* REQUIRED ACTION:
Could you return only the lines that run from the line with "Target: ceiling air vent" through the final line of the data, exactly as they stand?

##### TASK INPUT #####

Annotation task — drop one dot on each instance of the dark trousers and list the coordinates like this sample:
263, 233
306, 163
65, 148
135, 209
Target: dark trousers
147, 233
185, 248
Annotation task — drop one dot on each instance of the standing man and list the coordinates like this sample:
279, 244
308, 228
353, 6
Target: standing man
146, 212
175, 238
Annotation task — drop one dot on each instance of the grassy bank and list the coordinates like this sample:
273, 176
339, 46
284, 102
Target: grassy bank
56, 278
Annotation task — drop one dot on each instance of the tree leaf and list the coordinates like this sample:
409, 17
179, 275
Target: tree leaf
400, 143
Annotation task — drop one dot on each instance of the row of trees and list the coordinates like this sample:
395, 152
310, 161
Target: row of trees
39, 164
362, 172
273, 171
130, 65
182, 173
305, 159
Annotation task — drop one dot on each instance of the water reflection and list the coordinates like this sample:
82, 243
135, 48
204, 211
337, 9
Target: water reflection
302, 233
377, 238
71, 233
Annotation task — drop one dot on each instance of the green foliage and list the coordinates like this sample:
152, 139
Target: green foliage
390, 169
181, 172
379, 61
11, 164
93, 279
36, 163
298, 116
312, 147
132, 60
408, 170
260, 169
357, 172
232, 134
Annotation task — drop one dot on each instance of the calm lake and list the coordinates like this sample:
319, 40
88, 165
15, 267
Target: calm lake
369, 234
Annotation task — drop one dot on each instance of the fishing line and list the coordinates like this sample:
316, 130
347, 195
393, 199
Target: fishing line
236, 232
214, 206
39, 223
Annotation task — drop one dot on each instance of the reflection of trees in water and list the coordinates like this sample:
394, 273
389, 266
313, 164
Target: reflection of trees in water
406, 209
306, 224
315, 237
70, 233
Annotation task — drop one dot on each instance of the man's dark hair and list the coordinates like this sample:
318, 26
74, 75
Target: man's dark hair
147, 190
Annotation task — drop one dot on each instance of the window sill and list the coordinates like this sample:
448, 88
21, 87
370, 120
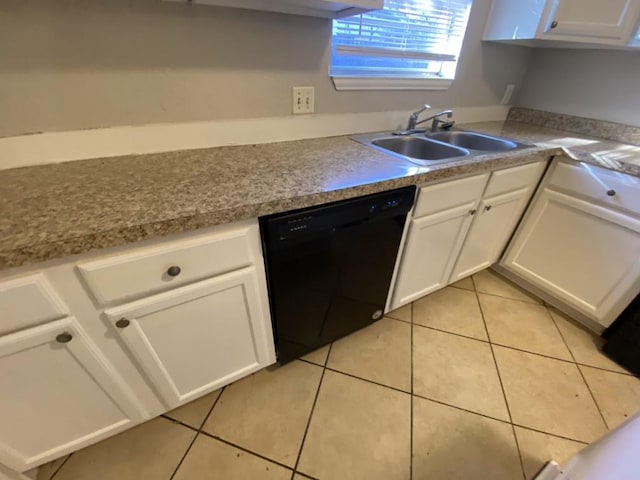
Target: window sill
363, 83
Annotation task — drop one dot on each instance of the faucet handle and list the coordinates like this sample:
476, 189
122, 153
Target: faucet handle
422, 109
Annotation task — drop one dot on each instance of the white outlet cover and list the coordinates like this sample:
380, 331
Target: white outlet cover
303, 100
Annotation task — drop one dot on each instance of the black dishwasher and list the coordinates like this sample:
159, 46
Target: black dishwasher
329, 268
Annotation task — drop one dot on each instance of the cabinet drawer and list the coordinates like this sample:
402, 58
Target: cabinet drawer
149, 270
514, 178
605, 186
28, 301
442, 196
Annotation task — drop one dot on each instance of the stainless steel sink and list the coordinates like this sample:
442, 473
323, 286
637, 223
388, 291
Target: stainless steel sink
420, 148
429, 148
474, 141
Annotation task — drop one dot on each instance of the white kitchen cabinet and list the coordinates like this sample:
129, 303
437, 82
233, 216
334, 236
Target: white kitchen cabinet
58, 394
194, 339
584, 254
504, 200
460, 227
432, 246
441, 218
563, 22
312, 8
491, 228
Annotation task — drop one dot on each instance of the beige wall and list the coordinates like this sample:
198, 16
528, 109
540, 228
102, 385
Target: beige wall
74, 64
603, 84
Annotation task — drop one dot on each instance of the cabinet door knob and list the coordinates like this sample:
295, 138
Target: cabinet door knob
174, 271
122, 323
64, 337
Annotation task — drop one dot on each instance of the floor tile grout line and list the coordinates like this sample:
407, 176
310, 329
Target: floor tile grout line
411, 400
184, 456
584, 379
346, 374
211, 409
510, 347
198, 431
550, 434
530, 302
244, 449
452, 333
61, 465
313, 407
626, 374
504, 393
396, 319
629, 374
415, 395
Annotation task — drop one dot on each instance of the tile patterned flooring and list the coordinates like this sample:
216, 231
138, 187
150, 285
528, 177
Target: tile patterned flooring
477, 381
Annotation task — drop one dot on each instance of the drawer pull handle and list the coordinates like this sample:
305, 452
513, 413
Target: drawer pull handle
174, 271
64, 337
122, 323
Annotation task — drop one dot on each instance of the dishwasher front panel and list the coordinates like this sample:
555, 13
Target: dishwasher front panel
329, 268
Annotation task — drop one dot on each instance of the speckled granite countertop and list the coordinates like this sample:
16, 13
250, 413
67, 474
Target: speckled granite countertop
54, 211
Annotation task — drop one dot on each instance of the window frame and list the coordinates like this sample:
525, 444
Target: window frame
363, 82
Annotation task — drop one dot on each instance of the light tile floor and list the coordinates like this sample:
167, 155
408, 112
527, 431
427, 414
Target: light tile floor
477, 381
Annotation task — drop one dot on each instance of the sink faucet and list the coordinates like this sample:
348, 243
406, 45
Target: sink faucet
436, 120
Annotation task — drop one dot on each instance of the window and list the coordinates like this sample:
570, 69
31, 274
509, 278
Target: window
408, 44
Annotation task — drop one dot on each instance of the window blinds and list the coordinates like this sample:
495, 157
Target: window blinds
404, 39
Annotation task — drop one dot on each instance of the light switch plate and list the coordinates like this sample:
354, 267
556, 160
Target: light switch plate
508, 93
303, 100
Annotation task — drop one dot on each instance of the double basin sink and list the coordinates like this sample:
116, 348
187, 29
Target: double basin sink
428, 148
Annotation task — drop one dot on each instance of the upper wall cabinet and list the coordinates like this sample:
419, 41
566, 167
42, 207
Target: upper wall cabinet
311, 8
564, 23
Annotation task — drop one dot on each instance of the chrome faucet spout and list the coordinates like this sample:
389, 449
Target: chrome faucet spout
413, 118
436, 119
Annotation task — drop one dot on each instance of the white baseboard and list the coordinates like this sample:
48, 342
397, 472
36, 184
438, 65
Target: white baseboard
56, 147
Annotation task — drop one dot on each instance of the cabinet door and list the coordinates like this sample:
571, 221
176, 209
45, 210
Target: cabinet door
585, 255
432, 245
492, 226
197, 338
58, 395
610, 21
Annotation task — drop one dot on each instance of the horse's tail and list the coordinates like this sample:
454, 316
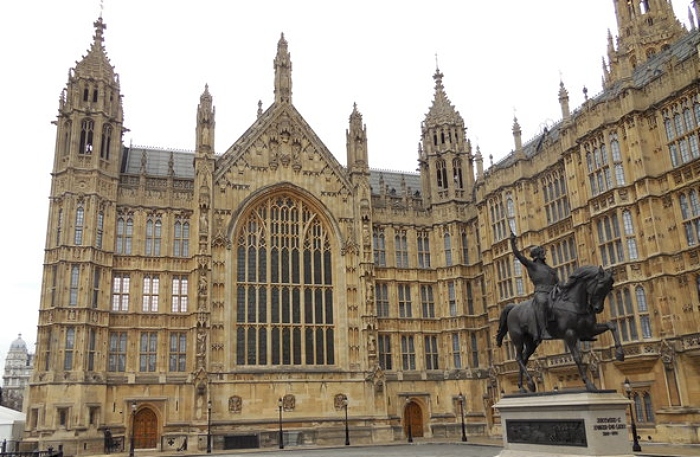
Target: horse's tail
503, 324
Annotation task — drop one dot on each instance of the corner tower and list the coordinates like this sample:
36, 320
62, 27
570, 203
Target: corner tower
79, 251
644, 27
445, 159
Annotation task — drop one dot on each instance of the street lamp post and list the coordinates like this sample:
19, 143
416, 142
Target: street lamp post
460, 397
133, 423
635, 441
347, 430
408, 420
281, 438
209, 427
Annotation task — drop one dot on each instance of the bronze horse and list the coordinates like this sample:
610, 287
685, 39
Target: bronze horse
573, 318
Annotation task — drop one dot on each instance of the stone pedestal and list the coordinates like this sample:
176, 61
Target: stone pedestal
565, 424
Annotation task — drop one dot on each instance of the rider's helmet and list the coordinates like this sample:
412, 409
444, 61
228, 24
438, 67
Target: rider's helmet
538, 252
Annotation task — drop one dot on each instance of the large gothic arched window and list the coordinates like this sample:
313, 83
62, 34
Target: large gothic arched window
284, 285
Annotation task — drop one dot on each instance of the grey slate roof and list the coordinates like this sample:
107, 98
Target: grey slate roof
646, 72
157, 160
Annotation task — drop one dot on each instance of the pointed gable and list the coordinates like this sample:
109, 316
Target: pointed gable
280, 138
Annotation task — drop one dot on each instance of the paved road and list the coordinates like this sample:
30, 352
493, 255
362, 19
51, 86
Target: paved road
389, 450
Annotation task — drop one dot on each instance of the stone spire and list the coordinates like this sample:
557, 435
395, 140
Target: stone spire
283, 73
205, 122
564, 101
356, 143
447, 170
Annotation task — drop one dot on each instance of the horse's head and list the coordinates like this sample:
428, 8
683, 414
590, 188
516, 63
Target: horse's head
598, 288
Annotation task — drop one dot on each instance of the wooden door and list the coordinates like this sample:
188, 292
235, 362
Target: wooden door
145, 429
413, 415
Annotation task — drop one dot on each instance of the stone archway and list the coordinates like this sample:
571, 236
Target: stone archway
145, 429
413, 418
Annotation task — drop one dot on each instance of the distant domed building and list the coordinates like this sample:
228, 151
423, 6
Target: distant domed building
18, 367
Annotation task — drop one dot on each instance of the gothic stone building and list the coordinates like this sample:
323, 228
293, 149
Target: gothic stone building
18, 369
188, 290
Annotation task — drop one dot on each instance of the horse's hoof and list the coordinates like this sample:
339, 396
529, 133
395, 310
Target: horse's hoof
590, 387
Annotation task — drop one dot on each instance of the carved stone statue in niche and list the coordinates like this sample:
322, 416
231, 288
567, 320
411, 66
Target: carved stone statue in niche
201, 347
339, 401
235, 404
202, 288
289, 402
203, 224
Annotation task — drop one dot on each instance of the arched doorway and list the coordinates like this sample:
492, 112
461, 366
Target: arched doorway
145, 429
413, 418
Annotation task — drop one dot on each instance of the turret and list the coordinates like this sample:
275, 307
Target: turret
445, 158
356, 143
644, 27
564, 101
205, 123
83, 199
90, 117
517, 136
283, 73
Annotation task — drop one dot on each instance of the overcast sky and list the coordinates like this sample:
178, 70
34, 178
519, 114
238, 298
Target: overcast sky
499, 59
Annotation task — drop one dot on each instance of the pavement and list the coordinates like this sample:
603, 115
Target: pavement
475, 447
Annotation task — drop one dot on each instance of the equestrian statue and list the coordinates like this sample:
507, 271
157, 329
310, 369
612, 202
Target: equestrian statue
557, 311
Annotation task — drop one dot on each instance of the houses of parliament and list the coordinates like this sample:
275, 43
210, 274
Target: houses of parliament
261, 294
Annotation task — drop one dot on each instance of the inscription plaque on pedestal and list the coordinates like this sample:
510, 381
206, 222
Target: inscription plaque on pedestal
565, 424
547, 432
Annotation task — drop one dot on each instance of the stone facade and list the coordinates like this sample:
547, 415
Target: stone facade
18, 369
188, 290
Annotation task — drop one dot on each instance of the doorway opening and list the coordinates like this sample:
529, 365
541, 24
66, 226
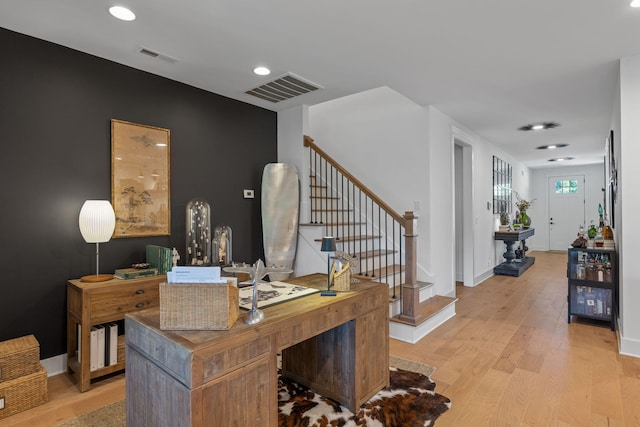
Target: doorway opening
463, 209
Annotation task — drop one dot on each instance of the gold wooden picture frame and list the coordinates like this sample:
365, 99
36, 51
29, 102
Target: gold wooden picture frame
140, 191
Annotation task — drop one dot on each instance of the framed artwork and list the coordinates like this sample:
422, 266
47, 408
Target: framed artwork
140, 179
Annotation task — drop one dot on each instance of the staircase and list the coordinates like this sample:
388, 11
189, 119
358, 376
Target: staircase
378, 240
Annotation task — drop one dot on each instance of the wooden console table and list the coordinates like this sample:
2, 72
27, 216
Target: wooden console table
337, 346
515, 262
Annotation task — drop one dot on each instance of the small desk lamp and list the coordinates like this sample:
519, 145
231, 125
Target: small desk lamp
97, 222
328, 245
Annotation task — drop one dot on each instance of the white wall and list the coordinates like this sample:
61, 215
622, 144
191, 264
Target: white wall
380, 137
627, 232
487, 252
404, 153
594, 181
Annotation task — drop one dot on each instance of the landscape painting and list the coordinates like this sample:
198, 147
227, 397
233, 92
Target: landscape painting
140, 189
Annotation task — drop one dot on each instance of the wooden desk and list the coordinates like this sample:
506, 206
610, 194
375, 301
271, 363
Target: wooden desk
338, 346
515, 263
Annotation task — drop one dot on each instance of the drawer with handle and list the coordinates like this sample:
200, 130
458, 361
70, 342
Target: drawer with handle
122, 299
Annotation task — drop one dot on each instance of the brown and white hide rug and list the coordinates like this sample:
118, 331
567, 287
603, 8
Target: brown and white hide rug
409, 401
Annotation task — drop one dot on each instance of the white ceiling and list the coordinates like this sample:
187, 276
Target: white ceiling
493, 65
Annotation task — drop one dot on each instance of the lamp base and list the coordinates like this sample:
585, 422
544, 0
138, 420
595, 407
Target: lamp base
94, 278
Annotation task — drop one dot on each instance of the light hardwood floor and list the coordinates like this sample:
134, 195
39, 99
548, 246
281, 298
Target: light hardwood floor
508, 358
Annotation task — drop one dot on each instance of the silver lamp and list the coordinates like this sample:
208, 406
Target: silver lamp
329, 246
97, 222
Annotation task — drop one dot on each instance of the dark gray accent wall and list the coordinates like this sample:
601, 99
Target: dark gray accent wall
56, 106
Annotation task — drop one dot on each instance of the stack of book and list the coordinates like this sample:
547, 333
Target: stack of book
104, 345
134, 273
160, 257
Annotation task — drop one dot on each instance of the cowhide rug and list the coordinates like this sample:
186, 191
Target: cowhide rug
409, 401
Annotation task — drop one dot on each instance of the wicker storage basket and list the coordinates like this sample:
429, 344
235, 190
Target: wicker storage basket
24, 392
18, 357
341, 279
198, 306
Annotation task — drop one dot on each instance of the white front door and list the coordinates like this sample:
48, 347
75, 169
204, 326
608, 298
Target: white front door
566, 210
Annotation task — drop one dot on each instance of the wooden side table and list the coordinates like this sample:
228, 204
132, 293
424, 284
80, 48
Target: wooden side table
90, 304
514, 265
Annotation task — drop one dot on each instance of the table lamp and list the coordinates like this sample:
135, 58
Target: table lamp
328, 245
97, 222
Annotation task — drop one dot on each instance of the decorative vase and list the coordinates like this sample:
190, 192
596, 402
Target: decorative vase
198, 232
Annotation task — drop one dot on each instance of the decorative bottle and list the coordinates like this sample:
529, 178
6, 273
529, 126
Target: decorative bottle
198, 232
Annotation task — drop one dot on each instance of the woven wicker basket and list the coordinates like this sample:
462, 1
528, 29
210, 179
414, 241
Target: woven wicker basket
341, 279
198, 306
18, 357
24, 392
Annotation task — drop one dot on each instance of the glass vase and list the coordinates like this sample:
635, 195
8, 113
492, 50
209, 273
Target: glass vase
198, 233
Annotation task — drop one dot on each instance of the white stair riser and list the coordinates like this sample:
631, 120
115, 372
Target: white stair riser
395, 307
413, 334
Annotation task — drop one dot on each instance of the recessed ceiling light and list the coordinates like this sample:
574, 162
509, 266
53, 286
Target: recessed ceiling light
561, 159
122, 13
262, 71
540, 126
551, 147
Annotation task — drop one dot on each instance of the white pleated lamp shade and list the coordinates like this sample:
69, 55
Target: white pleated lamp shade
97, 221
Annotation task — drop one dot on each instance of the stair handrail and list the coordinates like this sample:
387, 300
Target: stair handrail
308, 142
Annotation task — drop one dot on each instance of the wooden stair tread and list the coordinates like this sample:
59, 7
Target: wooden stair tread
374, 253
351, 238
428, 309
380, 272
329, 224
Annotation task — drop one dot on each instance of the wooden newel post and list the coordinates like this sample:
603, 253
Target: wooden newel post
410, 288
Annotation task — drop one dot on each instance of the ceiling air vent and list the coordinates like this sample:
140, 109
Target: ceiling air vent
158, 55
284, 87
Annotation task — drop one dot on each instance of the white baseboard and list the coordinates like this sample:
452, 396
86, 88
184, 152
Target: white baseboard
627, 346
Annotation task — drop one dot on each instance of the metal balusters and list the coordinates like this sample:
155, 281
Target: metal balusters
354, 216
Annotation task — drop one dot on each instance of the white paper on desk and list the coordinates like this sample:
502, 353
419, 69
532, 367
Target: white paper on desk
194, 275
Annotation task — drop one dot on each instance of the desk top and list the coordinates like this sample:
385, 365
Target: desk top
514, 235
284, 325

#####

* ANSWER FOR THIS EXERCISE:
Target: ceiling air vent
158, 55
284, 87
Annotation task — drop one dot on each instance of the white baseboard and list the coordinates like this sample:
452, 396
86, 88
184, 152
Target: white baseboard
627, 346
Annotation task — drop one dot on each instance of the metal balusters and list the coordinates like this sample:
155, 281
Target: metal balusters
354, 216
Annotation task — drop one dot on each instance of the white paper on desk and list the coordinates like this sample:
502, 353
419, 69
532, 367
Target: white paper on desk
194, 275
Annotation task — drop one dot on each instance of the desk top and list the coordinates like this sample:
385, 365
Target: desk top
514, 235
284, 325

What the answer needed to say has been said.